## Problem details
May I please have every record restated word for word, with the images left out?

Dataset entries
☆ ☆ ☆ ☆

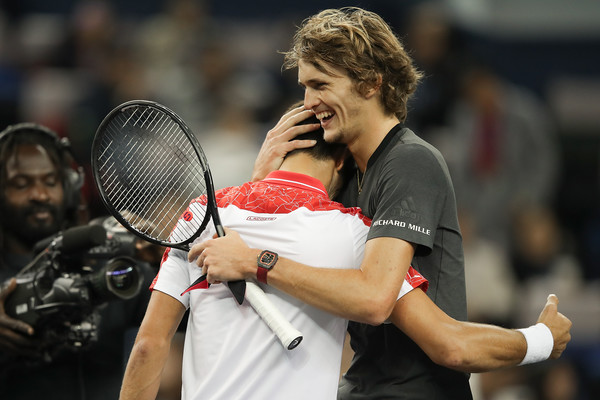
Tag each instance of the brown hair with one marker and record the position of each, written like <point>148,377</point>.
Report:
<point>364,45</point>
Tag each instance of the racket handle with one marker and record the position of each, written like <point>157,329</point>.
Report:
<point>289,336</point>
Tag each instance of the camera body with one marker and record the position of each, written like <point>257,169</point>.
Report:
<point>60,292</point>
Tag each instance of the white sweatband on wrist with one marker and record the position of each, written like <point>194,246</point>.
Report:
<point>539,343</point>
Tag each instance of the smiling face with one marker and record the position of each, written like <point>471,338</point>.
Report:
<point>331,95</point>
<point>32,204</point>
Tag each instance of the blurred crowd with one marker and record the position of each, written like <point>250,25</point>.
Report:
<point>505,150</point>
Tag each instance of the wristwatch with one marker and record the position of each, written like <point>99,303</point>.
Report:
<point>266,261</point>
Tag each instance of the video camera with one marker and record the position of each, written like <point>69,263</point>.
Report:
<point>73,273</point>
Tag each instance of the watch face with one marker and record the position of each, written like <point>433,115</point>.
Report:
<point>267,259</point>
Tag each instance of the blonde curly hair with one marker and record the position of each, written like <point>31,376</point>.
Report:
<point>364,45</point>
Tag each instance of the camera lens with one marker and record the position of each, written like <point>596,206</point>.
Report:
<point>122,278</point>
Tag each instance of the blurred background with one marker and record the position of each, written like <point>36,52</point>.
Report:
<point>511,97</point>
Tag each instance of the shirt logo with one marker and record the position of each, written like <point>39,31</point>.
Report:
<point>260,219</point>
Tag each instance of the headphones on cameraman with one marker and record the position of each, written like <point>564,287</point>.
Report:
<point>72,173</point>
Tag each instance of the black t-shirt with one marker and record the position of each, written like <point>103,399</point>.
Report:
<point>408,193</point>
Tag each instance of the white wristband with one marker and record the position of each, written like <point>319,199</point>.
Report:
<point>539,343</point>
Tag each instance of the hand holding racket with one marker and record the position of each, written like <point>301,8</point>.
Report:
<point>148,167</point>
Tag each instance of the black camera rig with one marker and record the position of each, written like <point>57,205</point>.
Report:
<point>73,273</point>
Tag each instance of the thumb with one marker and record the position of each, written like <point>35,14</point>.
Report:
<point>551,308</point>
<point>552,300</point>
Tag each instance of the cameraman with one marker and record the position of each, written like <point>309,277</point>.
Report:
<point>40,196</point>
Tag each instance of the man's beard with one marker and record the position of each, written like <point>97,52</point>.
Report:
<point>20,222</point>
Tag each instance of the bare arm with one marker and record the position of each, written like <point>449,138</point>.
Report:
<point>151,349</point>
<point>278,142</point>
<point>366,295</point>
<point>467,346</point>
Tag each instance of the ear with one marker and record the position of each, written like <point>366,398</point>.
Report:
<point>375,88</point>
<point>339,164</point>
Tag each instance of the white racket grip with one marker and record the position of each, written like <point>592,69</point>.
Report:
<point>289,336</point>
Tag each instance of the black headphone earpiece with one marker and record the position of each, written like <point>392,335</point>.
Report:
<point>73,174</point>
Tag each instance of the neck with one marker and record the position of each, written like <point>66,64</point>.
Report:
<point>302,163</point>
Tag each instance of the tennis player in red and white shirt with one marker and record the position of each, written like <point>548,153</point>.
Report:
<point>229,352</point>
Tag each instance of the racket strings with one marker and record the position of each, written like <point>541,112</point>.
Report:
<point>153,191</point>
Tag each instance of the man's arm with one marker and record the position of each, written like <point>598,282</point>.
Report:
<point>467,346</point>
<point>151,349</point>
<point>365,295</point>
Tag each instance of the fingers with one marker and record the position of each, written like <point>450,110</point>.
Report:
<point>195,251</point>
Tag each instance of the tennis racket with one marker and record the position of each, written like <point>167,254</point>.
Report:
<point>148,167</point>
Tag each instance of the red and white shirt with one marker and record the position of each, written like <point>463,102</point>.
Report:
<point>229,352</point>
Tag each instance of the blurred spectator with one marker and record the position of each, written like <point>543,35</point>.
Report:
<point>489,276</point>
<point>501,148</point>
<point>40,196</point>
<point>435,45</point>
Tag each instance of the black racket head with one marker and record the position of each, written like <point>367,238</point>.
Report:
<point>148,166</point>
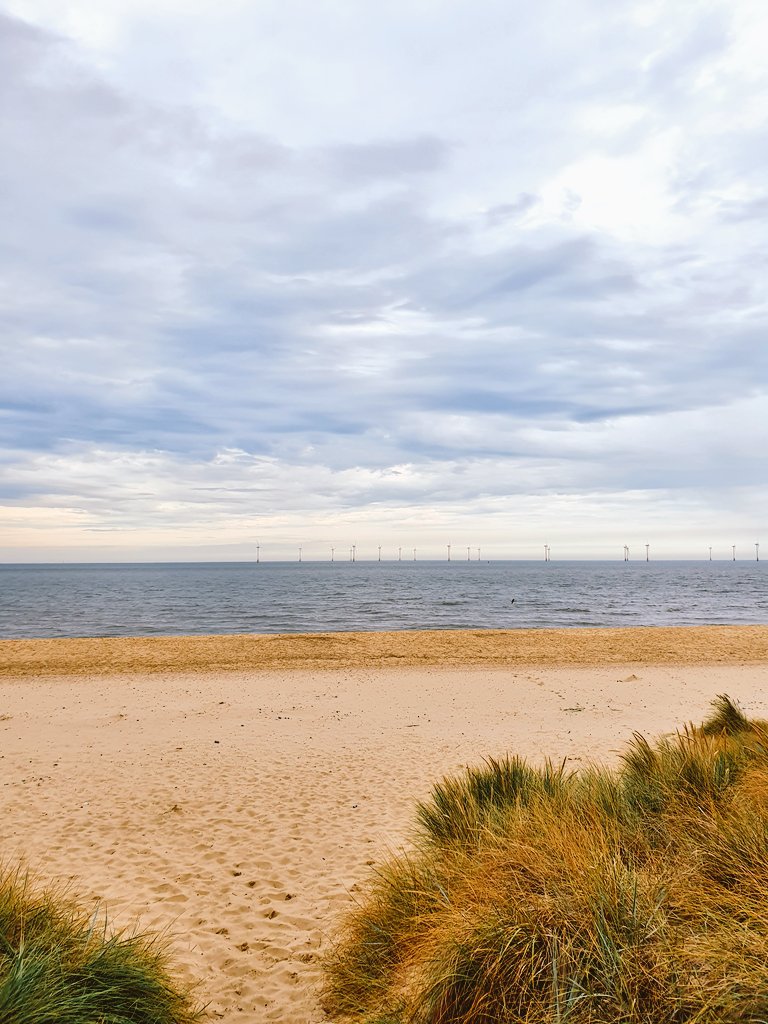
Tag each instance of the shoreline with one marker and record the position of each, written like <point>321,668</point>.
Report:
<point>240,812</point>
<point>450,648</point>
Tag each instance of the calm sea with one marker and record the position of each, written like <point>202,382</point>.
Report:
<point>299,597</point>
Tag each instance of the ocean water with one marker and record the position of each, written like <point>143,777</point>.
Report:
<point>166,599</point>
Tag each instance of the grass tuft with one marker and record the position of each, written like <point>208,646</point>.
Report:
<point>540,896</point>
<point>61,965</point>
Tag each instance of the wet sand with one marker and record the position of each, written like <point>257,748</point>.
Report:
<point>237,791</point>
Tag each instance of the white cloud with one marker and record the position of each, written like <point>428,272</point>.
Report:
<point>318,268</point>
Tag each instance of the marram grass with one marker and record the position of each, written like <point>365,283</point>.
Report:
<point>538,896</point>
<point>59,965</point>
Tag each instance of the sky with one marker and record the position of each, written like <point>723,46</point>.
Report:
<point>322,272</point>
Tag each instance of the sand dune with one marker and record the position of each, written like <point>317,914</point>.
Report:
<point>240,809</point>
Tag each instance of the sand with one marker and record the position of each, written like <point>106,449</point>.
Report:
<point>242,808</point>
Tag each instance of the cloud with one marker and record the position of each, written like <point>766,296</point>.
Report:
<point>413,267</point>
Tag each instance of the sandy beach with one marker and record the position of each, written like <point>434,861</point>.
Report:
<point>237,791</point>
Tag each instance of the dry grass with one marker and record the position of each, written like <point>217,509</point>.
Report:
<point>60,965</point>
<point>636,896</point>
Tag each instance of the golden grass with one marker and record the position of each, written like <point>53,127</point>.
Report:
<point>637,896</point>
<point>59,964</point>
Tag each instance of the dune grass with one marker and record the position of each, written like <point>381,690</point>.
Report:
<point>60,965</point>
<point>633,896</point>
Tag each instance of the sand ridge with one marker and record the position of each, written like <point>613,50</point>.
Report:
<point>647,645</point>
<point>241,810</point>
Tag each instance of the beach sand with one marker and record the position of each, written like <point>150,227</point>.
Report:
<point>237,792</point>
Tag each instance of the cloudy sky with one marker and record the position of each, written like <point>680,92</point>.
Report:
<point>329,271</point>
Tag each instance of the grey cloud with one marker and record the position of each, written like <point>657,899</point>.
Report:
<point>184,287</point>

☆ ☆ ☆ ☆

## Exercise result
Tag each instance of the brown hair with one marker and record the position of each, written like <point>148,377</point>.
Report:
<point>364,45</point>
Tag each instance of the racket handle with one marker and record the position of each, written like <point>157,329</point>.
Report:
<point>289,336</point>
Tag each instance of the camera body with one marker and record the position of each, written like <point>257,169</point>.
Report:
<point>60,292</point>
Tag each instance of the white sweatband on wrist with one marker and record the position of each, written like <point>194,246</point>.
Report:
<point>539,343</point>
Tag each instance of the smiling face with one marker and record the position of each, written like <point>471,338</point>.
Report:
<point>331,95</point>
<point>32,204</point>
Tag each instance of the blurred crowd with one marker and record the position of each, written like <point>250,25</point>.
Report:
<point>505,150</point>
Tag each instance of the wristwatch with one marker and record the position of each, written like <point>99,303</point>.
Report:
<point>266,261</point>
Tag each instance of the video camera with one marker and record the position of each, written like <point>69,263</point>.
Report:
<point>73,273</point>
Tag each instance of the watch face with one marker and record the position of each, written like <point>433,115</point>.
Report:
<point>267,259</point>
Tag each instance of the blonde curly hair with one marker and record the position of each, written like <point>31,376</point>.
Report:
<point>364,45</point>
Tag each instance of the camera lens with one marker and record the position of each, written like <point>596,206</point>.
Report:
<point>122,278</point>
Tag each instance of the blurred background with one marker and record the position of each, written like <point>36,52</point>.
Report:
<point>511,97</point>
Tag each instance of the shirt logo with one marker and record the position of each, written like <point>39,31</point>.
Report:
<point>260,219</point>
Tag each instance of the headphones on cameraman with one marker and record the position of each, written like <point>564,287</point>.
Report:
<point>72,173</point>
Tag each instance of the black t-shirt with one marker and record the position of each, written like <point>103,399</point>.
Report:
<point>408,193</point>
Tag each instance of the white wristband with one marker and record the position of each, written like <point>319,199</point>.
Report:
<point>539,343</point>
Tag each instance of the hand holding racket with one marker and record the position of each, written like <point>301,8</point>.
Report:
<point>148,167</point>
Tag each instance of the black camera rig with one marker and record the position of each, written like <point>57,205</point>.
Report:
<point>73,273</point>
Tag each instance of the thumb with one marker and record the position of each, written like <point>35,14</point>.
Report:
<point>551,308</point>
<point>552,300</point>
Tag each instance of the cameraman with one marker and record the position of each, written like <point>309,277</point>.
Report:
<point>40,196</point>
Tag each instance of the man's beard with one marker and record the position of each, written like <point>97,52</point>.
Report:
<point>20,222</point>
Tag each instance of the bare arm with one marker and record the position of each, written like <point>449,138</point>.
Report:
<point>151,349</point>
<point>278,142</point>
<point>366,295</point>
<point>467,346</point>
Tag each instance of the ear with one marker and record the position of each, written like <point>366,398</point>.
Report:
<point>375,88</point>
<point>339,164</point>
Tag each instance of the white racket grip with one marker and record the position of each, written like <point>592,69</point>.
Report:
<point>289,336</point>
Tag each instance of the black headphone earpiece with one marker and record the position of each, written like <point>392,335</point>.
Report:
<point>73,174</point>
Tag each instance of the neck with one marker and record the position of each, written like <point>66,64</point>.
Report:
<point>302,163</point>
Tag each instance of the tennis player in red and white shirt with one marker and record the position of each, written like <point>548,153</point>.
Report:
<point>229,352</point>
Tag each instance of the racket strings with one marker and record the position of each, written like <point>541,112</point>.
Report:
<point>153,191</point>
Tag each instance of the man's arm with one marker and record the position of each, written like <point>598,282</point>.
Report:
<point>467,346</point>
<point>151,349</point>
<point>365,295</point>
Tag each instance of the fingers with one marker and record the position of each, written like <point>450,110</point>.
Report:
<point>195,251</point>
Tag each instance of the tennis racket with one marker and record the position of each, written like <point>167,254</point>.
Report:
<point>148,167</point>
Tag each instance of the red and white shirt with one marker and record the position of each, written like <point>463,102</point>.
Report:
<point>229,352</point>
Tag each instance of the blurred spectator with one marker and record the position of each, written like <point>543,35</point>.
Report:
<point>489,276</point>
<point>501,148</point>
<point>40,196</point>
<point>435,45</point>
Tag each instance of the black racket head with one marker and record the position of each, written like <point>367,238</point>.
Report:
<point>148,166</point>
Tag each instance of the shoreline with one marker and record the position of each, written like <point>321,668</point>.
Report:
<point>240,812</point>
<point>450,648</point>
Tag each instance of the calm sea with one marker and record the position of each, written like <point>202,382</point>.
Report:
<point>299,597</point>
Tag each instance of the ocean water with one marker and record the position of each, written like <point>143,777</point>.
Report:
<point>166,599</point>
Tag each instance of the grass tuft with one marker and record the position of each, written like <point>208,646</point>.
Report:
<point>540,896</point>
<point>61,965</point>
Tag each instance of the wet sand with one marker and record the position of each, written like <point>257,748</point>.
Report:
<point>237,791</point>
Tag each instance of the white cloud with one marker and record the position of each, written like <point>428,272</point>.
Report:
<point>318,268</point>
Tag each instance of the marram grass with one marker and record the position of each, written like <point>365,283</point>.
Report:
<point>538,896</point>
<point>59,965</point>
Tag each instance of the sky with one marker and record the position of each, written like <point>723,46</point>.
Report:
<point>322,272</point>
Tag each instance of the sand dune with one marker and record the position of each, written like <point>317,914</point>.
Report:
<point>240,809</point>
Tag each instance of the sand with one marker and record the position of each, written like <point>106,449</point>.
Report:
<point>242,808</point>
Tag each instance of the cloud with one marker and record the position of each, written like <point>766,296</point>.
Report:
<point>413,267</point>
Tag each instance of the sandy beach with one marker and record the position of each, written like <point>434,861</point>.
Report:
<point>237,791</point>
Tag each instance of the dry grass with one marker and record the position of each, written like <point>217,509</point>.
Report:
<point>60,965</point>
<point>636,896</point>
Tag each instance of the golden grass with one marker and record the position of each, written like <point>53,127</point>.
Report:
<point>637,896</point>
<point>59,964</point>
Tag each instance of the dune grass with one marker and record the position of each, written like <point>381,690</point>.
Report:
<point>60,965</point>
<point>633,896</point>
Tag each instance of the sand ridge with one marker and record the position of each, written like <point>613,50</point>.
Report:
<point>647,645</point>
<point>241,810</point>
Tag each instance of the beach sand with one marker and record the position of each, written like <point>150,227</point>.
Report:
<point>237,792</point>
Tag each instance of the cloudy sky with one marker and record the position of each, written like <point>680,92</point>.
Report:
<point>329,271</point>
Tag each instance of the grey cloud with one marker and record the position of each, written like <point>657,899</point>.
Report:
<point>184,287</point>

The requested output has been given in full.